Makale:

Cumartesi 11.06.2016
Son Güncelleme: Cuma 10.06.2016

600 yıllık sitcom Karagöz

Bu akşam dünya prömiyerini yapacak Karagöz Müzikali hem oyunculuk hem de eğlence konusunda oldukça iddialı. Renkli kostüm ve neşeli müzikleri ile seyirciye tadı damağında kalacak bir görsel şölen vaat ediyor

Geleneksel gölge tiyatromuz Karagöz, bu akşam Cemil Topuzlu Açıkhava Tiyatrosu'nda izleyiciyle buluşacak. Üstelik hem tam metin hem de müzikal olarak. Seyirciye görsel bir şölen ve eğlenceli bir Ramazan gecesi vaat eden Karagöz Müzikali'nin yönetmeni Murat Karahüseyinoğlu, Karagöz'ü Nevzat Cankara, Hacivat'ı Fikret Terzi, Rabiş'i Güner Özkul ile buluştuk ve keyifli bir röportaj yaptık. Karahüseyinoğlu Karagöz'ü aslında hiçbirimizin seyretmediğini söylüyor.
- Biz bugüne kadar Karagöz'ü izlemedik mi?
- Şu an kime sorsanız "Karagöz'ü biliyorum" der. Oysa geleneksel sanatla uğraşanlar hatta Karagöz oynatanlarda dâhil kimse bilmez aslında. Çünkü seyretmediler. 80 dakikadır gerçeği ve büyükler için tam metin hiç oynanmadı. Bu büyük bir ayıptır. Bu bizim geleneksel sanatımız ama hiç bir şey yapmıyoruz. Sadece hava atmayı biliyoruz, Karagöz bizimdir, diye.
- Peki, şimdiye kadar izlediğimiz Karagözler neydi?
- Tam metin değil onlar. Gerçek bir öykü vardır, başında da eğlencelik bir giriş. Bugüne kadar sadece o eğlence kısımlarını oynadılar.
- Neden çocuk oyunu olarak görüyoruz?
- Cumhuriyet döneminde bir eğitim aracı olarak kullanıldı Karagöz. Çocuklar için oyunlar yazıldı. Gerçek Karagöz hem politiktir hem de çok ağır kadın- erkek ilişkisi içerir. Bizim toplumda bunlar hemen silinir ve geriye bir şey kalmaz.
- Bu müzikalde hepsi var mı?
- Bir ortalama buldum. Politik kısmı yok, sosyal kısmı var sadece. Bu metni alan içine her şeyi katarak oynayabilir.
- Neden müzikali seçtiniz?
- Gölge tiyatrosu seyri zordur. Sorarsanız sıkıcı derler. Görseli bol, eğlenceli olsun istedik. Ama bu metinle diğerini de yapacağım.
- Bu akşam dünya prömieri Cemil Topuz Açık Hava Tiyatrosunda yapılacak. Peki, devamı olacak mı?
- Olacak tabi. Bu akşam karşılığını almayı bekliyoruz. Karagöz'ün sadece çocuk oyunu olmadığı da bilinmeli. Bunu aştıktan sonra seyircisini bulacaktır. Çocuklarını da insanlar gönül rahatlığı ile getirebilirler.

Kayıtlı Bilgiler:
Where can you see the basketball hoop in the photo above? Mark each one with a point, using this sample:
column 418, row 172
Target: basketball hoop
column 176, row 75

Göreviniz: Karagöz Müzikali hakkındaki makaleyi, son cümleden sonra gelecek kısmı yazarak sürdürün. Liste ile makale arasında hiçbir bağlantı yoktur.

Görev Çıktısı:
- Yıllar önce Karagöz'ün filmi de çekildi. Haluk Bilginer ve Beyazıt Öztürk başrollerini paylaştı. Filmi nasıl bulmuştunuz?
- Çok iyiydi. Önce reddedip eleştirdiler, bağırıp çağırdılar ama sonra kabul ettiler. Bu işler böyledir. Birilerinin bunu yapması gerekir.
- Siz de tepki bekliyor musunu?
- Gelenekselde tutucu tayfa her zaman vardır. Asıl olan ana ilkelerini bozmamak. Bu bir tanışma oyunu. İnşallah başka ustalar başka şeyler yapar.
- Karagöz bir Ramazan eğlencesi mi?
- Normalde teravi namazından sahura kadar olan bölümde gidilen bir eğlence bu. Ancak şimdi bu zaman dilimi çok kısa. Kesemiyorsun. Kimse gelemez çünkü. Bu yüzden normal saatinde yapılacak bir iş değil günümüzde.
''KARAGÖZ'ÜM HOŞ GELDİN''


BABAM MUTLU OLARAK İŞİNİ BIRAKTI
Ünlü oyuncu Münir Özkul'un kızı Güner Özkul da müzikalde Rabiş rolünde. Kendisiyle hem müzikali hem de babasını konuştuk.
- Bu projeye neden 'evet' dediniz?
- Evet dedim çünkü bir nevi geleneksel tiyatro ve gölge oyunu. Babam Münir Özkul batılı anlamda tiyatro yapmakla ünlenen biri olmasına rağmen geleneksel tiyatronun da önde gelen bir ismiydi ve hayatını buna vakfetmişti. İsterdim ki şu günü görsün.
- Babanız şu an sizi izleyebilseydi gurur duyar mıydı?
- Kendisi bu işe gönül verdiği için çocuğumda buna kayıtsız kalmadı diyerek sevinirdi. Bir nevi babam için kabul ettim. Teklifinde biraz babamdan dolayı geldiğini düşünüyorum. Çünkü canlandırdığım Rabiş karakteri aşüfte ve hoş bir kadın. Tiyatromuzda da çok hoş kadınlar var. Ama birazcık babasının kaldığı yerden devam ediyor esprisi olduğu içinde bu teklifi bana getirmiş olabilirler.
- Babamın bıraktığı yerden devam edeceğim gibi bir düşünceniz var mı?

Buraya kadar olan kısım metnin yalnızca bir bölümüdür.